***** Provided information *****

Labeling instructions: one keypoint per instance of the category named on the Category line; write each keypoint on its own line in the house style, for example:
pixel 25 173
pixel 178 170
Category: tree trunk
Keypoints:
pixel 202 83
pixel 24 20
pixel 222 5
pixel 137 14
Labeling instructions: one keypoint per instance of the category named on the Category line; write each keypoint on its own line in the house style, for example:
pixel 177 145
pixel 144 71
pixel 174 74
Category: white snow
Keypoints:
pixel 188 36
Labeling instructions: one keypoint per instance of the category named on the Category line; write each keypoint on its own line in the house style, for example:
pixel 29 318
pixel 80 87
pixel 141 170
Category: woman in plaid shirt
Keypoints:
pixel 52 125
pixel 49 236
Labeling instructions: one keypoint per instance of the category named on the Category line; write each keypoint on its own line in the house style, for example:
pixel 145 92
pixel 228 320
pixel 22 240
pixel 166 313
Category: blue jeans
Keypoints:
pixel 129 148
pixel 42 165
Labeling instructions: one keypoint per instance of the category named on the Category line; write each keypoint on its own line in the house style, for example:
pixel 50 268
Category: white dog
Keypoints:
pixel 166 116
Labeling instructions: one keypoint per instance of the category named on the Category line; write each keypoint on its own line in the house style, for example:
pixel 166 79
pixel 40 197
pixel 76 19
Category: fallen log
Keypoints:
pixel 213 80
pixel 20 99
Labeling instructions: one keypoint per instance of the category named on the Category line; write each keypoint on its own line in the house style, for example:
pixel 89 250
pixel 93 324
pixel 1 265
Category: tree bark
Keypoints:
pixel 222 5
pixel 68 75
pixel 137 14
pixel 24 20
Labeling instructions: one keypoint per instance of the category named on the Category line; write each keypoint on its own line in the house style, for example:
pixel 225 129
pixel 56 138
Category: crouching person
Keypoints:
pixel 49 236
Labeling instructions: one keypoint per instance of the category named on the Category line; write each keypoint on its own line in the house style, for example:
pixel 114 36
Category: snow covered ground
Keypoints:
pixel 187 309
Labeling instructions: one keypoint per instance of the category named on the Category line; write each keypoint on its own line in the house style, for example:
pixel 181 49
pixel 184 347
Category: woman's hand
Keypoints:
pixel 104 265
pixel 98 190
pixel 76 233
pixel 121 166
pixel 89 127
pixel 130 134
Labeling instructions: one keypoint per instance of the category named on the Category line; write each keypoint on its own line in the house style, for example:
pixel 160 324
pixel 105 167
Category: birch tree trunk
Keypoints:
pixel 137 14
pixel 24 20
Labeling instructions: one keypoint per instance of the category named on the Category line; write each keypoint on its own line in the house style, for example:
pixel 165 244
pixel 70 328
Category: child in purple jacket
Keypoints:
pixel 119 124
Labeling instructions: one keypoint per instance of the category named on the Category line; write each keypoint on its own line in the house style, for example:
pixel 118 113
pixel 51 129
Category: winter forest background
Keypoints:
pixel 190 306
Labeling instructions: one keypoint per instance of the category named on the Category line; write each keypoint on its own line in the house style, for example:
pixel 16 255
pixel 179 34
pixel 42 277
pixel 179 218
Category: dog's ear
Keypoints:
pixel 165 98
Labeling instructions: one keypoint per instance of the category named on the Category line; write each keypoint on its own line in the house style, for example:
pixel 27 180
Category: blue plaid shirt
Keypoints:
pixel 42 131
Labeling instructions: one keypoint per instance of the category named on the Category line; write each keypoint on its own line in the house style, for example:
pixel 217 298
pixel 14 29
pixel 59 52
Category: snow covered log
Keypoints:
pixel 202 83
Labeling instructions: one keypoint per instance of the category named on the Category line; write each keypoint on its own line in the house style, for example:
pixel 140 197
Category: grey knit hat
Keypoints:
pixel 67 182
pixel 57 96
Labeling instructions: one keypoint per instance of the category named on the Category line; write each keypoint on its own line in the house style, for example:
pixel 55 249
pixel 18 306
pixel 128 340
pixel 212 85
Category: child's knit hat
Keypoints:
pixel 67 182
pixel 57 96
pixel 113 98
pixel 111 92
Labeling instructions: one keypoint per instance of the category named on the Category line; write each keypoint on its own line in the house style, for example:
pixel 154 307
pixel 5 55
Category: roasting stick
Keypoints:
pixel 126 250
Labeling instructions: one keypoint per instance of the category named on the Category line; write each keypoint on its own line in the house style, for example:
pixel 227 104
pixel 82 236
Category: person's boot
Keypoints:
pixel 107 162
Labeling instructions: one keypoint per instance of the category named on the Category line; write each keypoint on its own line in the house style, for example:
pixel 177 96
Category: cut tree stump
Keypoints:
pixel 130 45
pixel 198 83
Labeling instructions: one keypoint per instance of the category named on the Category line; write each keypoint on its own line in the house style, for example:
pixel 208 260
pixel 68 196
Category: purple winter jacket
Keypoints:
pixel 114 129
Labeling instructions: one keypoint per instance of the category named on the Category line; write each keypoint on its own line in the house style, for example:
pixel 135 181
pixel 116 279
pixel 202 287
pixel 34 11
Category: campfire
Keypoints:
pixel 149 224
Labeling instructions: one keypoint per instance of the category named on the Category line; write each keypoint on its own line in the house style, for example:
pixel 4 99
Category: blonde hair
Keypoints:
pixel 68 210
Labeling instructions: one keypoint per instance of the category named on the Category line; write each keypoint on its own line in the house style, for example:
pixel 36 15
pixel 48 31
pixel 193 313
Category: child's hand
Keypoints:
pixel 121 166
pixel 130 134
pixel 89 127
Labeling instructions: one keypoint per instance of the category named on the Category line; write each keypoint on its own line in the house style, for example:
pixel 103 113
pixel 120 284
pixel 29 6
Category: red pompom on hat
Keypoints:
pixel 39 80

*****

◆ **Work to complete**
The answer consists of the whole listing, restated exactly.

◆ **Exercise answer**
Labeling instructions: one keypoint per instance of the category named on the Category line; write each keypoint on its own line in the house style, for example:
pixel 25 173
pixel 178 170
Category: tree trunk
Keypoints:
pixel 202 83
pixel 24 20
pixel 222 5
pixel 137 14
Labeling instructions: one keypoint per instance of the category named on the Category line; write each keypoint on its own line in the house style, for example:
pixel 177 145
pixel 144 71
pixel 174 74
Category: white snow
Keypoints:
pixel 188 36
Labeling instructions: one keypoint per instance of the category named on the Category line; write each keypoint on its own line in the house style, for example:
pixel 29 318
pixel 80 87
pixel 141 170
Category: woman in plaid shirt
Keypoints:
pixel 52 125
pixel 49 236
Labeling instructions: one keypoint per instance of the category named on the Category line; write each keypoint on its own line in the house style, for example:
pixel 145 92
pixel 228 320
pixel 22 240
pixel 166 313
Category: blue jeans
Keypoints:
pixel 129 148
pixel 42 165
Labeling instructions: one keypoint per instance of the category named on the Category line; write each keypoint on its own line in the house style, for example:
pixel 50 268
Category: white dog
Keypoints:
pixel 166 116
Labeling instructions: one keypoint per instance of the category named on the Category line; write each keypoint on its own line in the house style, for example:
pixel 166 79
pixel 40 197
pixel 76 19
Category: fallen log
Keypoints:
pixel 213 80
pixel 20 99
Labeling instructions: one keypoint per instance of the category named on the Category line; write each keypoint on its own line in the house style, for example:
pixel 89 250
pixel 93 324
pixel 1 265
Category: tree bark
Keypoints:
pixel 222 5
pixel 68 75
pixel 137 14
pixel 24 20
Labeling instructions: one keypoint per instance of the category named on the Category line; write each keypoint on its own line in the house style, for example:
pixel 225 129
pixel 56 138
Category: crouching person
Keypoints:
pixel 49 236
Labeling instructions: one keypoint per instance of the category named on the Category line; write each keypoint on its own line in the house style, for example:
pixel 114 36
Category: snow covered ground
Keypoints:
pixel 187 309
Labeling instructions: one keypoint per instance of the category named on the Category line; write each keypoint on its own line in the house style, for example:
pixel 181 49
pixel 184 347
Category: woman's hand
Keypoints:
pixel 104 265
pixel 98 190
pixel 76 233
pixel 121 166
pixel 89 127
pixel 130 134
Labeling instructions: one keypoint per instance of the category named on the Category line; write each keypoint on its own line in the house style, for example:
pixel 160 324
pixel 105 167
Category: birch tree trunk
Keypoints:
pixel 137 14
pixel 24 20
Labeling instructions: one keypoint per instance of the category named on the Category line; write each keypoint on its own line in the house style, for example:
pixel 165 244
pixel 70 328
Category: child in purple jacket
Keypoints:
pixel 119 124
Labeling instructions: one keypoint per instance of the category named on the Category line; write each keypoint on its own line in the house style, for example:
pixel 118 113
pixel 51 129
Category: winter forest background
Keypoints:
pixel 190 306
Labeling instructions: one keypoint per instance of the category named on the Category line; write each keypoint on its own line in the house style, for example:
pixel 16 255
pixel 179 34
pixel 42 277
pixel 179 218
Category: dog's ear
Keypoints:
pixel 165 98
Labeling instructions: one keypoint per instance of the category named on the Category line; write each keypoint on its own line in the house style, for example:
pixel 27 180
Category: blue plaid shirt
Keypoints:
pixel 42 131
Labeling instructions: one keypoint per instance of the category named on the Category line; write each keypoint on its own line in the house style, for example:
pixel 217 298
pixel 14 29
pixel 59 52
Category: snow covered log
Keypoints:
pixel 202 83
Labeling instructions: one keypoint per instance of the category named on the Category line; write each keypoint on its own line in the house style, for example:
pixel 140 197
Category: grey knit hat
Keypoints:
pixel 67 182
pixel 57 96
Labeling instructions: one keypoint per instance of the category named on the Category line; write each keypoint on its own line in the house style, for example:
pixel 55 249
pixel 18 306
pixel 128 340
pixel 212 85
Category: child's knit hat
Keypoints:
pixel 67 182
pixel 57 96
pixel 113 98
pixel 111 92
Labeling instructions: one keypoint per instance of the category named on the Category line; write each keypoint on its own line in the house style, for example:
pixel 154 307
pixel 5 55
Category: roasting stick
Keypoints:
pixel 126 250
Labeling instructions: one keypoint per instance of the category named on the Category line; write each keypoint on its own line in the house style, for example:
pixel 227 104
pixel 82 236
Category: person's boot
Keypoints:
pixel 107 162
Labeling instructions: one keypoint per instance of the category named on the Category line; write each keypoint on its own line in the house style, for example:
pixel 177 96
Category: cut tree stump
Keypoints:
pixel 130 45
pixel 198 83
Labeling instructions: one keypoint per instance of the category named on the Category line; write each keypoint on its own line in the house style, for example:
pixel 208 260
pixel 68 196
Category: purple winter jacket
Keypoints:
pixel 114 129
Labeling instructions: one keypoint per instance of the category named on the Category line; write each keypoint on its own line in the house style, for example:
pixel 135 181
pixel 116 279
pixel 202 287
pixel 34 11
Category: campfire
Keypoints:
pixel 149 224
Labeling instructions: one keypoint per instance of the category named on the Category line; write each keypoint on its own line in the house style, for example:
pixel 4 99
Category: blonde hair
Keypoints:
pixel 68 210
Labeling instructions: one keypoint per instance of the category named on the Category line; write each keypoint on its own line in the house style, for example:
pixel 36 15
pixel 48 31
pixel 193 313
Category: child's hand
Keypoints:
pixel 121 166
pixel 130 134
pixel 89 127
Labeling instructions: one keypoint per instance of the category named on the Category line; write each keypoint on its own line in the house style, for example:
pixel 103 113
pixel 120 284
pixel 29 6
Category: red pompom on hat
Keypoints:
pixel 39 80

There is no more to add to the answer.